• [WHAT YOU NEED TO DO]:
Every record below is to be repeated exactly, with the pictures left out.

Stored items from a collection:
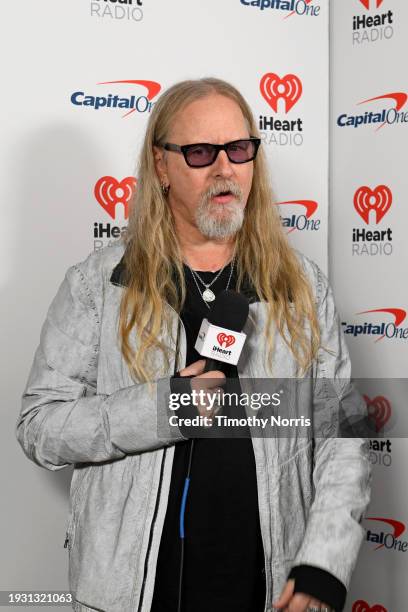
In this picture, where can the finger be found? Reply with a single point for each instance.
(285, 595)
(206, 383)
(194, 369)
(300, 602)
(216, 374)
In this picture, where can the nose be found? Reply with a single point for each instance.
(222, 167)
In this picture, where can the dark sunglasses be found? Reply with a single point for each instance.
(204, 154)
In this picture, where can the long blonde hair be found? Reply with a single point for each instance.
(153, 260)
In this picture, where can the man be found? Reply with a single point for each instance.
(257, 532)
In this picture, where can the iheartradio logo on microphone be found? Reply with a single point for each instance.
(372, 205)
(281, 94)
(363, 606)
(112, 195)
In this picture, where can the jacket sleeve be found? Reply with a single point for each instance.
(63, 420)
(342, 471)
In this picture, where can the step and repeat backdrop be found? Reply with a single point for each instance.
(83, 77)
(368, 253)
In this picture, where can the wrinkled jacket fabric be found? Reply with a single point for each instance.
(81, 407)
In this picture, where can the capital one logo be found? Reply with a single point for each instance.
(378, 410)
(288, 88)
(366, 3)
(378, 200)
(109, 192)
(363, 606)
(225, 340)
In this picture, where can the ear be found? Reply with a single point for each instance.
(160, 164)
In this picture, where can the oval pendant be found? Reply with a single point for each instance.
(208, 295)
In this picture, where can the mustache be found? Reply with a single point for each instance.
(221, 187)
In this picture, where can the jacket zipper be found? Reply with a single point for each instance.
(151, 533)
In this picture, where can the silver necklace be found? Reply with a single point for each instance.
(208, 295)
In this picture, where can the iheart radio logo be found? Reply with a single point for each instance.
(366, 3)
(398, 313)
(225, 340)
(379, 410)
(109, 192)
(378, 200)
(363, 606)
(389, 540)
(288, 88)
(300, 222)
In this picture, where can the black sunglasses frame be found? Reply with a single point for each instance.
(168, 146)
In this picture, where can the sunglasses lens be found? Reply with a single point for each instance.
(241, 151)
(200, 155)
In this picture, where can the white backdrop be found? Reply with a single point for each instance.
(68, 168)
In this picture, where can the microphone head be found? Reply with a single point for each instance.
(230, 310)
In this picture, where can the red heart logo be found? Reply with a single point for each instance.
(109, 192)
(273, 88)
(225, 340)
(363, 606)
(379, 410)
(379, 200)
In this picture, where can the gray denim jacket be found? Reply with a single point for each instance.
(81, 407)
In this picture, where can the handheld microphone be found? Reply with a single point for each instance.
(220, 338)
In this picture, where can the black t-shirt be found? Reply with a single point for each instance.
(223, 568)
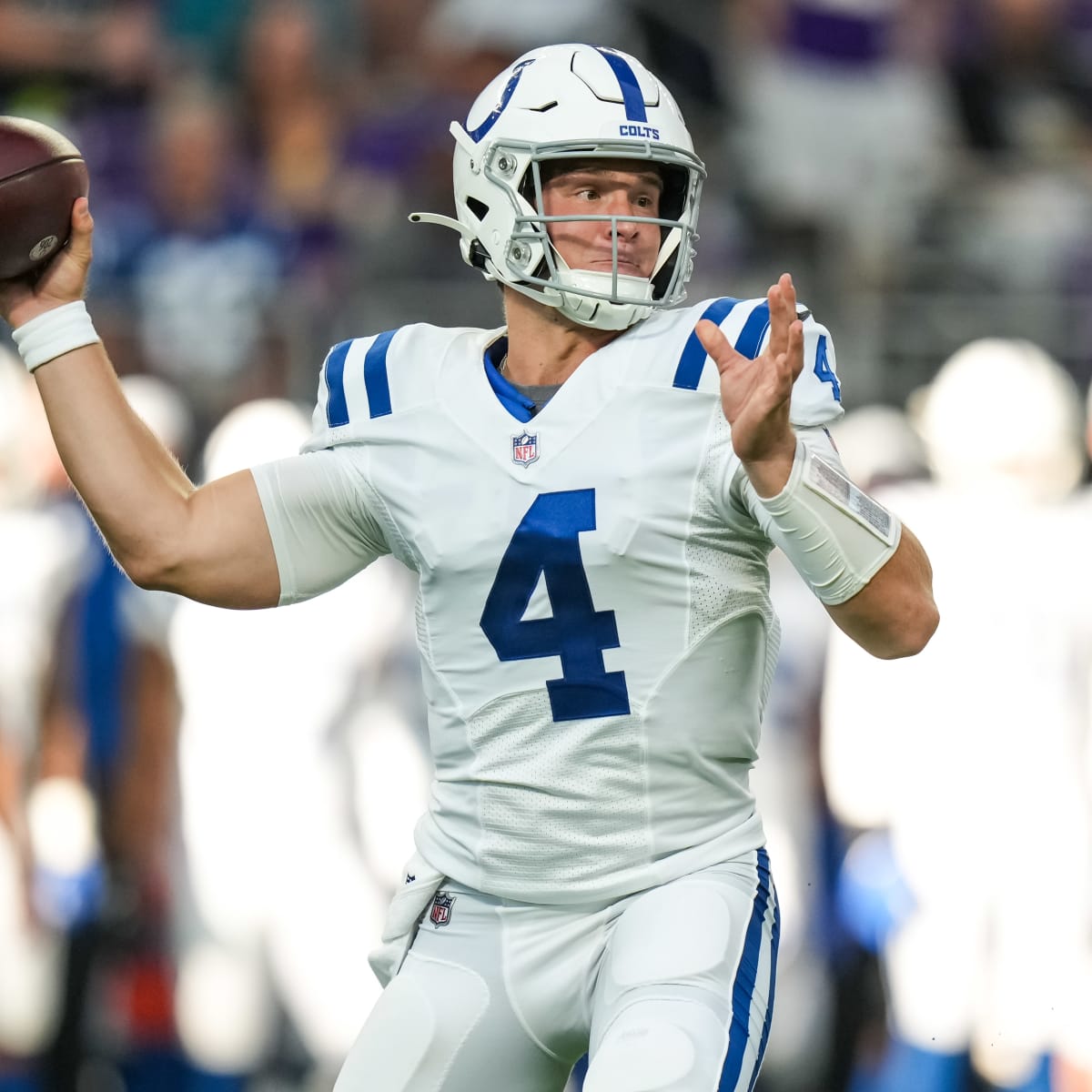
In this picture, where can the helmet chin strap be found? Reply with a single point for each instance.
(587, 310)
(601, 314)
(435, 217)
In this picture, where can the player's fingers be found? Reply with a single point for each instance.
(794, 353)
(714, 343)
(82, 228)
(781, 316)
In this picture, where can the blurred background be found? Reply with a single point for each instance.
(202, 814)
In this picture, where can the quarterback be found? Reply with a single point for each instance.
(589, 495)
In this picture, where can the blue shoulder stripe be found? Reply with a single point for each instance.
(688, 372)
(334, 370)
(376, 382)
(751, 338)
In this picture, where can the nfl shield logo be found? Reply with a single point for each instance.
(524, 449)
(440, 913)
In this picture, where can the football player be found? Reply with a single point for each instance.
(589, 495)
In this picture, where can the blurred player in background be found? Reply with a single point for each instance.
(39, 561)
(282, 894)
(965, 769)
(589, 495)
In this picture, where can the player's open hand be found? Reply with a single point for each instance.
(63, 281)
(756, 393)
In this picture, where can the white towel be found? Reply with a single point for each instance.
(403, 916)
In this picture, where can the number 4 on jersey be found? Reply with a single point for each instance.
(547, 544)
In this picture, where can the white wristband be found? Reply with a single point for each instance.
(835, 535)
(54, 333)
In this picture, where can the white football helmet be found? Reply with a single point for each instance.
(571, 102)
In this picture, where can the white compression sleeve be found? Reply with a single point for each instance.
(835, 535)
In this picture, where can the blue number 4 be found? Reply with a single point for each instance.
(547, 544)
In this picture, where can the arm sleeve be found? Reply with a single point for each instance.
(317, 508)
(835, 535)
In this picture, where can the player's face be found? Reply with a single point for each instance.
(605, 189)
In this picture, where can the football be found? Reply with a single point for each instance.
(42, 173)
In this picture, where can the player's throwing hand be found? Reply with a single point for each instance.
(756, 392)
(64, 281)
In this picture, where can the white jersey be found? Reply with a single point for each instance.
(594, 622)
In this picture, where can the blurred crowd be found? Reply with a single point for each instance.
(202, 814)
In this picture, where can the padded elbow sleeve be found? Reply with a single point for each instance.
(835, 535)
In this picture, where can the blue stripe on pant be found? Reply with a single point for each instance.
(742, 1063)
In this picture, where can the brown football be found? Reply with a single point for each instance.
(42, 173)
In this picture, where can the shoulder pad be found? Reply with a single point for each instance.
(817, 394)
(366, 379)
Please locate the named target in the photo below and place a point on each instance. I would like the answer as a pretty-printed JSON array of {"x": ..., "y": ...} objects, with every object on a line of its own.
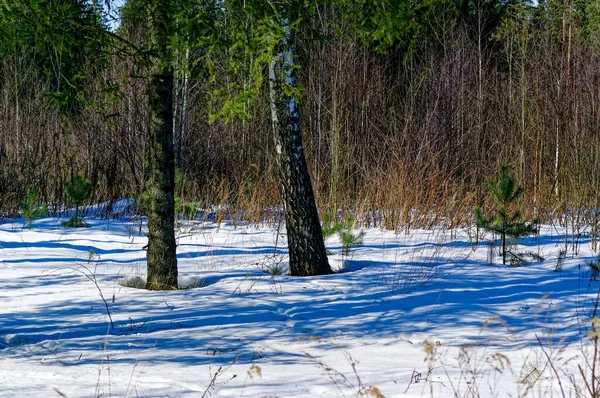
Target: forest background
[{"x": 407, "y": 110}]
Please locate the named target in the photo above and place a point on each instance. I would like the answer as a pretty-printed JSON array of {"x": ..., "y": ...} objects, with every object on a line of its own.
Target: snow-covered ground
[{"x": 410, "y": 315}]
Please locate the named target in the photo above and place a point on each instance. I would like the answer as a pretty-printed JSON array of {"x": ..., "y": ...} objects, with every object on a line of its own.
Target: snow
[{"x": 412, "y": 315}]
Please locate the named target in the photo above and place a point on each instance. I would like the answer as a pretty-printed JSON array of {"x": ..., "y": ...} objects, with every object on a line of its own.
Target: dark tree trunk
[
  {"x": 305, "y": 238},
  {"x": 162, "y": 259}
]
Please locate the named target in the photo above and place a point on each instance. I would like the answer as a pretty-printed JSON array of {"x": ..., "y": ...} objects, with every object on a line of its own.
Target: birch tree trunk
[{"x": 305, "y": 238}]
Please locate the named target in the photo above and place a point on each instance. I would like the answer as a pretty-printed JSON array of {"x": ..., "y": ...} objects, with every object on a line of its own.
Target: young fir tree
[
  {"x": 504, "y": 191},
  {"x": 78, "y": 190}
]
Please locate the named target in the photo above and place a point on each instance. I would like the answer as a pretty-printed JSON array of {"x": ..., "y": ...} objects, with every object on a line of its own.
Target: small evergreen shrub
[
  {"x": 504, "y": 192},
  {"x": 30, "y": 209},
  {"x": 187, "y": 210},
  {"x": 343, "y": 229},
  {"x": 78, "y": 190},
  {"x": 140, "y": 202}
]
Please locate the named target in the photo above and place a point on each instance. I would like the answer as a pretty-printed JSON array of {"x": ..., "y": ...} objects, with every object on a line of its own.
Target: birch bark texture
[{"x": 307, "y": 252}]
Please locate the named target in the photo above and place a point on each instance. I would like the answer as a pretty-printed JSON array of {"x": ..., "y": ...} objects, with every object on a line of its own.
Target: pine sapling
[
  {"x": 30, "y": 209},
  {"x": 505, "y": 192},
  {"x": 78, "y": 190}
]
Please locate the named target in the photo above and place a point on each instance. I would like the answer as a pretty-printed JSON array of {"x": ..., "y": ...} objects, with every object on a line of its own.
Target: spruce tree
[{"x": 504, "y": 192}]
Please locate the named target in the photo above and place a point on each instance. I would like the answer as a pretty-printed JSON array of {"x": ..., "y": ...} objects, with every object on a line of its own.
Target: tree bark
[
  {"x": 161, "y": 256},
  {"x": 305, "y": 238}
]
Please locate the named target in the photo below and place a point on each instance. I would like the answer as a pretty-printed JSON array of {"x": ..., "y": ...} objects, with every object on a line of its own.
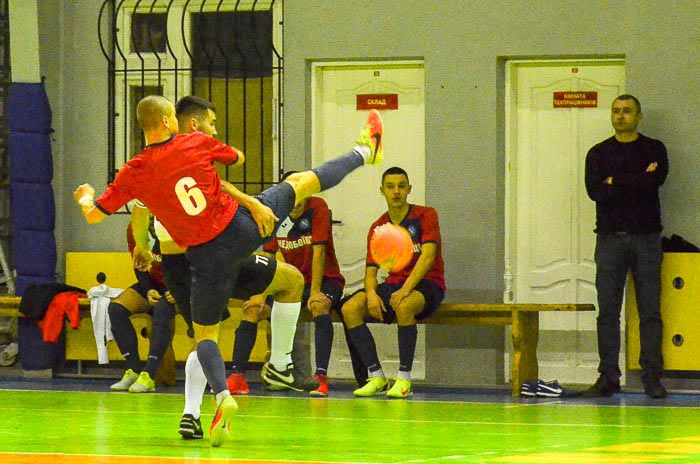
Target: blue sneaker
[
  {"x": 549, "y": 389},
  {"x": 528, "y": 389}
]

• [TASK OUTPUT]:
In this picture, where can the finger be found? Reply with a single point for each instance.
(285, 595)
(206, 383)
(194, 369)
(300, 602)
(216, 374)
In this picture, where can the nose be found? Reply with a single point for each instance.
(222, 167)
In this picture, where can the dark sunglasses be found? Reply with a single point for each instance.
(204, 154)
In this picture, where can the long blonde hair be found? Reply with a single point for each instance.
(153, 260)
In this picture, where can the man be found? Reply with a single point for each instance.
(257, 532)
In this picture, where can the iheartradio logo on microphone be found? Reply with a single point for each instance.
(372, 205)
(281, 94)
(363, 606)
(112, 195)
In this picture, where can the jacket sleeve be found? Reply with a single point for each instance.
(63, 420)
(342, 471)
In this picture, where can the step and repeat backdrop be found? Reply with a single point for each instance.
(83, 77)
(368, 253)
In this picture, where can the wrinkled jacket fabric be found? Reply with a single point for each instance.
(81, 407)
In this picture, where can the capital one logo be found? Reply with a single point for each instance.
(378, 410)
(288, 88)
(366, 3)
(378, 200)
(109, 192)
(363, 606)
(225, 340)
In this picture, where can the ear be found? Reply with a single point for each instance.
(160, 164)
In this picture, where can the oval pendant be found? Reply with a single point for each instance.
(208, 295)
In this picture, where can the mustache be found? Reply with a single point for each instance.
(221, 187)
In this picture, where can the jacket zipper be found? Reply with a single point for each instance.
(151, 533)
In this picture, where can the silver necklace be found? Reply with a single point for each instance.
(208, 295)
In this picture, where can the iheart radio logo be found? Reply with a single point for each instance.
(366, 3)
(398, 313)
(225, 340)
(379, 410)
(109, 192)
(378, 200)
(363, 606)
(389, 540)
(288, 88)
(300, 222)
In this picture, where can the black sunglasses frame be found? Reply with a single point for each instance.
(168, 146)
In this picture, where can the sunglasses lens be found? Reply with a single point for each instance.
(241, 151)
(200, 155)
In this picture, where can the white backdrop be found? Reply with a single point for each instance.
(68, 168)
In this picture, where can the microphone head be found? Reply with a single point for each instance.
(230, 310)
In this picture, where can the red heart logo be found? Reply with a single point for each instance.
(109, 192)
(273, 88)
(225, 340)
(363, 606)
(379, 410)
(379, 200)
In this picture, where can the gray denim jacket be found? Reply with a single point for each instance.
(81, 407)
In this picture, where can the handheld microphone be found? Reply with a single point for each instance.
(220, 338)
In this picture, where can the black t-shirt be found? Reply with a single point for each instance.
(223, 568)
In this picture, where can the helmet chin strap be found? Reply with a single point for each instance.
(587, 310)
(601, 314)
(435, 217)
In this picture, where can the player's fingers be found? Reply with a single point for each instance.
(794, 353)
(714, 343)
(82, 228)
(781, 316)
In this picture, where can the blurred background be found? Reply with a single point for each instance.
(202, 814)
In this picture, where can the quarterback be found? Reply with a single point for each instance.
(589, 495)
In this picture, where can the blue shoulder stripe be found? Reply with a single point for each instance.
(688, 372)
(334, 370)
(376, 382)
(751, 338)
In this picture, where can the nfl shield logo be found? Reply with a single point for each instance.
(524, 449)
(440, 913)
In this picture, where can the football player be found? Reply with a single point for each instance.
(589, 495)
In this picture, where can the blurred player in background be found? Reply with a single point for each instance.
(39, 561)
(282, 894)
(965, 769)
(589, 495)
In this picture, where can the player's open hand be found? Reply with a single point for each instance.
(63, 281)
(756, 393)
In this picture, where can the white towel be found? Reply with a single point for each instance.
(403, 916)
In this picture, where can the number 4 on jersey be found? Reply with a single point for each instance.
(547, 544)
In this picture, where can the white wristband be found? Reply with a single point for each instance.
(835, 535)
(54, 333)
In this picture, where can the white football helmet be found? Reply with a single point for each instance.
(571, 102)
In this picture, where can the white compression sleeve be found? Reply with a single point for each instance.
(835, 535)
In this picture, where can the blue number 4 be found? Reply with a single point for each instance.
(547, 544)
In this picture, where can the arm sleeve be found? Reply with a single point for each instance.
(317, 508)
(835, 535)
In this picture, where can the player's face be found? Reply with a single point for each instance.
(605, 189)
In this picture, where can the football be found? Reply with a single point for each instance.
(42, 173)
In this picture, where can the player's throwing hand be found? Reply with a single point for each instance.
(756, 392)
(64, 281)
In this picture, where can the white jersey be found? Reply with a single point for each instance.
(594, 622)
In this picture, where can the blurred crowd be found? Reply with a single point for each instance.
(202, 814)
In this picture, where can the padded elbow sleeve be found? Reply with a single point for each instance.
(835, 535)
In this picture, where can the blue stripe on pant be found? Reply with a single point for each instance.
(742, 1063)
In this picture, where can the brown football be found? Reply with a single point for each instance.
(42, 173)
In this picture, where can the shoulder pad be found? Reply with a single point for each instance.
(817, 394)
(366, 379)
Please locate the named target in the photo below and place a point on each instance. I would like the answer as a pretty-printed JSON array of {"x": ..., "y": ...} objects, with every object on a line of its own.
Target: forest background
[{"x": 407, "y": 110}]
Please locate the named target in the photo above and place a point on each instance. I would like the answer as a pretty-printed JSON array of {"x": ..., "y": ...} objects, with every object on a line of its own.
Target: snow-covered ground
[{"x": 410, "y": 315}]
Please locate the named target in the photo above and place a point on each instance. I would like the answer as a pretty-printed JSON array of {"x": ..., "y": ...} objects, with every object on a line of its own.
Target: snow
[{"x": 412, "y": 315}]
Please locate the named target in the photo above and place a point on each instance. I would like the answer as a pretty-printed JSON array of {"x": ..., "y": ...} objects, with every object on a line of its own.
Target: dark tree trunk
[
  {"x": 305, "y": 238},
  {"x": 162, "y": 259}
]
Please locate the named target in the photo above and place a point on each instance. I would like the answer as a pretty-printed JSON array of {"x": ..., "y": ...} objects, with every object on a line of its own.
Target: birch tree trunk
[{"x": 305, "y": 238}]
Please locate the named target in the photo above and place a point on each instance. I would like the answer as a pretty-printed JSON array of {"x": ..., "y": ...} objects, with every object on a line of its own.
Target: young fir tree
[
  {"x": 504, "y": 191},
  {"x": 78, "y": 190}
]
Please locate the named target in the photo above and place a point on each instance. I would like the answer as a pretty-printed JSON array of {"x": ..., "y": ...} objects, with every object on a line of its own.
Target: small evergreen shrub
[
  {"x": 504, "y": 192},
  {"x": 30, "y": 209},
  {"x": 187, "y": 210},
  {"x": 343, "y": 229},
  {"x": 78, "y": 190},
  {"x": 140, "y": 202}
]
Please locate the named target in the photo above and place a point on each instance. I would like the answer as a pretty-printed JSON array of {"x": ..., "y": ...} objects, with every object on a line of its own.
Target: birch bark texture
[{"x": 307, "y": 252}]
Please locate the named target in the photo above and place a point on each instance. I would like the answer as a pretty-printed JSON array of {"x": ..., "y": ...} objects, with every object on a line of its own.
Target: pine sapling
[
  {"x": 30, "y": 209},
  {"x": 505, "y": 192},
  {"x": 78, "y": 190}
]
Please locate the named target in the photo above and place a point on each instance. I would like the answer as a pretty-printed JSON array of {"x": ..., "y": ...} objects, with every object on a line of its own.
Target: spruce tree
[{"x": 504, "y": 192}]
Please locate the named target in the photo above and place a point on each instance. I would like the answer as a pretty-printed JSON array of {"x": ..., "y": ...} objects, with every object on a line of its own.
Target: tree bark
[
  {"x": 161, "y": 256},
  {"x": 305, "y": 238}
]
Please locate the named target in the photo below and place a point on each instance. I would like the answer as a pretty-printed JSON array of {"x": ..., "y": ...} objects, with every object on a line of its own.
Target: blue sneaker
[
  {"x": 549, "y": 389},
  {"x": 528, "y": 389}
]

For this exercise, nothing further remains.